#### Set problem:
Reproduce every one of the lines below word for word, from the first to the last.

[Records from a pointing dataset]
····················
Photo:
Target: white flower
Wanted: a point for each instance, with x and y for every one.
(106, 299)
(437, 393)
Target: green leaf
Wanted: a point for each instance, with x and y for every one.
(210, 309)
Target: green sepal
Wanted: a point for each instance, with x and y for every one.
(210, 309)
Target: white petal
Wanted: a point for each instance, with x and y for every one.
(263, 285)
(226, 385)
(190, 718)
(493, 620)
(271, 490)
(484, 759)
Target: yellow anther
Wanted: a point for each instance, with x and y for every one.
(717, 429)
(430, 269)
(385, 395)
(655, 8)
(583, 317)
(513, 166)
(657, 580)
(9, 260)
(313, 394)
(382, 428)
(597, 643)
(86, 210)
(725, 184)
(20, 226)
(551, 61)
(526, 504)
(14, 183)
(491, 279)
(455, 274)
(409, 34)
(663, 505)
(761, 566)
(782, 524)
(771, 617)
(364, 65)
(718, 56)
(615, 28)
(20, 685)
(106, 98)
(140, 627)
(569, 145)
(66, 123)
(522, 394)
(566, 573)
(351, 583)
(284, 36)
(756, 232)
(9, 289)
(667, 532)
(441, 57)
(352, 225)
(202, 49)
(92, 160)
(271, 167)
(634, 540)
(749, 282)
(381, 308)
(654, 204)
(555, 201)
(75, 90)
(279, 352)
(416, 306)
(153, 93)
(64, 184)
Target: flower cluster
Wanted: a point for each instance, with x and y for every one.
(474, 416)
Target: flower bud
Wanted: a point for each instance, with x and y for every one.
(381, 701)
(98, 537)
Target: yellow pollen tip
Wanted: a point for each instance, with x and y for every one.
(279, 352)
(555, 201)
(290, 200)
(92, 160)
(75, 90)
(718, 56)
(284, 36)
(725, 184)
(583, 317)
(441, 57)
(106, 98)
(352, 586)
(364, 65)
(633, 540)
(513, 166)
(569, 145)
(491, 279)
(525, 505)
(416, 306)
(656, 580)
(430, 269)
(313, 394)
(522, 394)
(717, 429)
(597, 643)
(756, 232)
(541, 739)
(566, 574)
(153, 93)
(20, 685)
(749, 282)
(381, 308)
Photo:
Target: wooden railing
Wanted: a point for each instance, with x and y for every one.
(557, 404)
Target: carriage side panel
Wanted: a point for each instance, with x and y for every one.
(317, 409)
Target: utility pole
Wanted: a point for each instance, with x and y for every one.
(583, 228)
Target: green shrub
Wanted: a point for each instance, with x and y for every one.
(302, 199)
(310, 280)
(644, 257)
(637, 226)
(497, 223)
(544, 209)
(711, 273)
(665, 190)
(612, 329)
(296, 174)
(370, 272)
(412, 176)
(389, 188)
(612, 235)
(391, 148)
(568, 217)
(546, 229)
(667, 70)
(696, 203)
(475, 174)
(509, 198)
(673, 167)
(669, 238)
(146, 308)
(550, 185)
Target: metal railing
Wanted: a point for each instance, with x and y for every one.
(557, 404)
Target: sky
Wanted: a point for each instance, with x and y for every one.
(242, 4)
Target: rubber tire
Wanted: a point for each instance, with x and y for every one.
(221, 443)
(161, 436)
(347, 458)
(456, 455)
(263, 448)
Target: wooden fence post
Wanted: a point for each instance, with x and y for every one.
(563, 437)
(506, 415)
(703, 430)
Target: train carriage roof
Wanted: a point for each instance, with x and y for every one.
····················
#### Result of this exercise:
Photo:
Target: white flower
Wanted: a point for each instance, with x and y for every one.
(106, 299)
(437, 393)
Target: green leaf
Wanted: a point for each instance, with x and y for every one.
(210, 309)
Target: green sepal
Wanted: a point for each instance, with x and y for every one.
(210, 309)
Target: white petal
Wanted: a point for each instance, with x and y for every one.
(263, 285)
(226, 385)
(190, 718)
(493, 620)
(271, 490)
(484, 759)
Target: yellow anther
Wanted: a point for each instance, with x and y for every one.
(717, 429)
(430, 269)
(385, 395)
(655, 8)
(583, 317)
(513, 166)
(657, 580)
(9, 260)
(313, 394)
(382, 428)
(597, 643)
(86, 210)
(725, 184)
(20, 226)
(551, 61)
(526, 504)
(14, 183)
(491, 279)
(455, 274)
(409, 34)
(663, 505)
(761, 566)
(782, 524)
(771, 617)
(364, 65)
(718, 56)
(615, 28)
(20, 685)
(106, 98)
(140, 627)
(569, 145)
(66, 123)
(522, 394)
(566, 573)
(351, 583)
(284, 36)
(756, 232)
(9, 289)
(667, 532)
(441, 57)
(352, 225)
(202, 49)
(92, 160)
(271, 167)
(634, 540)
(749, 282)
(381, 308)
(654, 204)
(555, 201)
(75, 90)
(279, 352)
(416, 306)
(153, 93)
(64, 184)
Target: flower cluster
Wanted: a point for each instance, with x and y for every one.
(474, 416)
Target: flower bud
Wanted: a point for each instance, with x and y for every one.
(381, 701)
(98, 537)
Target: yellow pollen tip
Wanted: a point for each instance, with x and y for every one.
(279, 352)
(555, 201)
(290, 200)
(92, 160)
(75, 90)
(718, 56)
(284, 36)
(725, 184)
(583, 317)
(441, 57)
(106, 98)
(352, 586)
(364, 65)
(633, 540)
(513, 166)
(569, 145)
(491, 279)
(525, 505)
(416, 306)
(656, 580)
(430, 269)
(313, 394)
(522, 394)
(717, 429)
(597, 643)
(756, 232)
(541, 739)
(566, 574)
(153, 93)
(20, 685)
(749, 282)
(381, 308)
Photo:
Target: wooden railing
Wanted: a point for each instance, with x and y for every one.
(557, 404)
Target: carriage side panel
Wanted: a point for each instance, with x and y for every one.
(317, 409)
Target: utility pole
Wanted: a point for each instance, with x and y for every one.
(583, 228)
Target: green shrub
Wanted: a point for each instance, with x and y for every one.
(302, 199)
(310, 280)
(644, 257)
(637, 226)
(497, 223)
(544, 209)
(711, 273)
(665, 190)
(612, 329)
(296, 174)
(370, 272)
(412, 176)
(389, 188)
(612, 235)
(391, 148)
(568, 217)
(546, 229)
(667, 70)
(696, 203)
(475, 174)
(509, 198)
(673, 167)
(669, 238)
(146, 308)
(550, 185)
Target: metal railing
Wanted: a point for each instance, with x and y for every one.
(557, 404)
Target: sky
Wanted: a point for each instance, with x and y for every one.
(242, 4)
Target: rubber tire
Wanted: a point for each instance, with x and y for every one.
(221, 443)
(161, 436)
(347, 458)
(456, 455)
(263, 448)
Target: wooden fence post
Wanted: a point for each instance, with x and y for every one.
(563, 437)
(506, 415)
(703, 430)
Target: train carriage roof
Wanted: a point for each instance, with x and y for every one.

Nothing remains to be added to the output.